‘We love our country’: Family honors veterans by raising giant American flag in Thorp
THORP, Wash. — More than two decades ago, Shree Saini and her family immigrated to the United States from India; she came sitting on her mother’s lap.
“I was just 5 years old, so I don’t remember much, but I knew that we were just grateful and lucky to be here,” Saini said.
Since then, the family has fostered a deep sense of patriotism and a staunch love of America, which they wanted to showcase this Veterans Day.
“We wanted to do something really big for our veterans and honor them,” Saini said. “We love our country and we just wanted to show that we are truly united, especially after a very tough year.”
The answer? A 3,200-square-foot American flag — one of the largest in the country — displayed outside the family business, Shree’s Travel Plaza at 410 Gladmar Road in Thorp.
“It has been six months of non-stop meetings to get a flag that size constructed and installed,” Saini said. “We just wanted to have something that could symbolize a message of unity and hope for generations to come, hopefully even after my family is no longer here.”
Saini said the flag-raising was an emotional event, with hundreds of people from all walks of life in attendance. She said she was grateful to be able to share their love of the United States with everyone.

# Exercise directions
Continue the article about the Saini family's giant American flag in Thorp, starting after its last sentence.

# Information provided
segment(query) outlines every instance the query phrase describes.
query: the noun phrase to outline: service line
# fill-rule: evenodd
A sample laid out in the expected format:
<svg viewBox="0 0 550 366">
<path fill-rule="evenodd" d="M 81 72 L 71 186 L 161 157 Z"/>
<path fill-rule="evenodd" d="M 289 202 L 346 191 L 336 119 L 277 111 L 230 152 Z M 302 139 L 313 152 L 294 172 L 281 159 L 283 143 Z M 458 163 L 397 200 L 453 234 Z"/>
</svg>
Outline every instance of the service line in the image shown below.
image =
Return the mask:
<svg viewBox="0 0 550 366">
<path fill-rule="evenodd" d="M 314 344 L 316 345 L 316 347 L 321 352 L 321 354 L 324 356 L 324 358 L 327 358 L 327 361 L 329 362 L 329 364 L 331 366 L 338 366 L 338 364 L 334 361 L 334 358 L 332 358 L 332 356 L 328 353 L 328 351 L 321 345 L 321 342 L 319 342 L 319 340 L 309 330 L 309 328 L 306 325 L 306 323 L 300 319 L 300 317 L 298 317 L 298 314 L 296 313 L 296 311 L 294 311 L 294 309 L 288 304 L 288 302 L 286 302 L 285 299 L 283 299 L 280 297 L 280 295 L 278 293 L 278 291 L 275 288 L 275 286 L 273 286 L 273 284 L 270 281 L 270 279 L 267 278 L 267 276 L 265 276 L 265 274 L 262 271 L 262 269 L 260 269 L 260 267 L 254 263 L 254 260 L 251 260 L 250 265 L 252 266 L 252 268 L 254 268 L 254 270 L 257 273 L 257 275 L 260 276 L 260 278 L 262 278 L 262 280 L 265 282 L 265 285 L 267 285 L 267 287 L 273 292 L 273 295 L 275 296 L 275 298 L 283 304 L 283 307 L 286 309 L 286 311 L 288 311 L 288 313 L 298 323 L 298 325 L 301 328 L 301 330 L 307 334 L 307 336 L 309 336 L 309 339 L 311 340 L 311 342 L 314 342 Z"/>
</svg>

# Answer
“My family is an immigrant family and we know the amount of resources, love and opportunities America has to offer,” Saini said. “Truly, anyone can come here and start from the bottom and really go after any dream they aspire to.”
Saini, 24, has done her best to take advantage of those opportunities whenever they have presented themselves and has been mostly successful, despite facing a series of life-altering challenges along the way.
When Saini was young, she loved to dance and wanted to do it professionally; at 12 years old, she learned she had a congenital heart defect and was told by her doctors she would never dance again.
After receiving surgery to implant a pacemaker, she went on to dance again, became a trained ballerina and was accepted to the Joffrey Ballet School in New York City.
As a young girl, Saini was constantly bullied; years later, she became a motivational speaker and advocate against bullying in order to help young people who share her experiences. At 15 years old, Saini enlisted her family’s help to create a non-profit dedicated to advocating and raising money for heart health, mental and emotional health, and other causes affecting people across the world.
Shree has studied journalism at the University of Washington, acting at Yale School of Drama, non-profit management at Harvard University and social entrepreneurship at Stanford University
In college, she was in a rollover car accident that left her with severe facial burns. After intensive treatment and hospitalization, Saini recovered and continued to work toward her goals. Since then, Saini has won a host of other pageant titles, including Miss India USA 2017, Miss India Worldwide 2018, and most recently, Miss World Washington.
During the virtual Miss World America pageant earlier this year, Saini became friends with the current title holder, Alissa Anderegg, who flew from New York to Thorp to come to the flag raising.
“This is my first time in Washington and to be able to spend it with hundreds of people, with our nation’s veterans, and to see that flag raised, it was a moment I’ll never forget,”Anderegg said.
Saini said she anticipates about 40 million people to see the flag annually and hopes that it will continue to bring people together.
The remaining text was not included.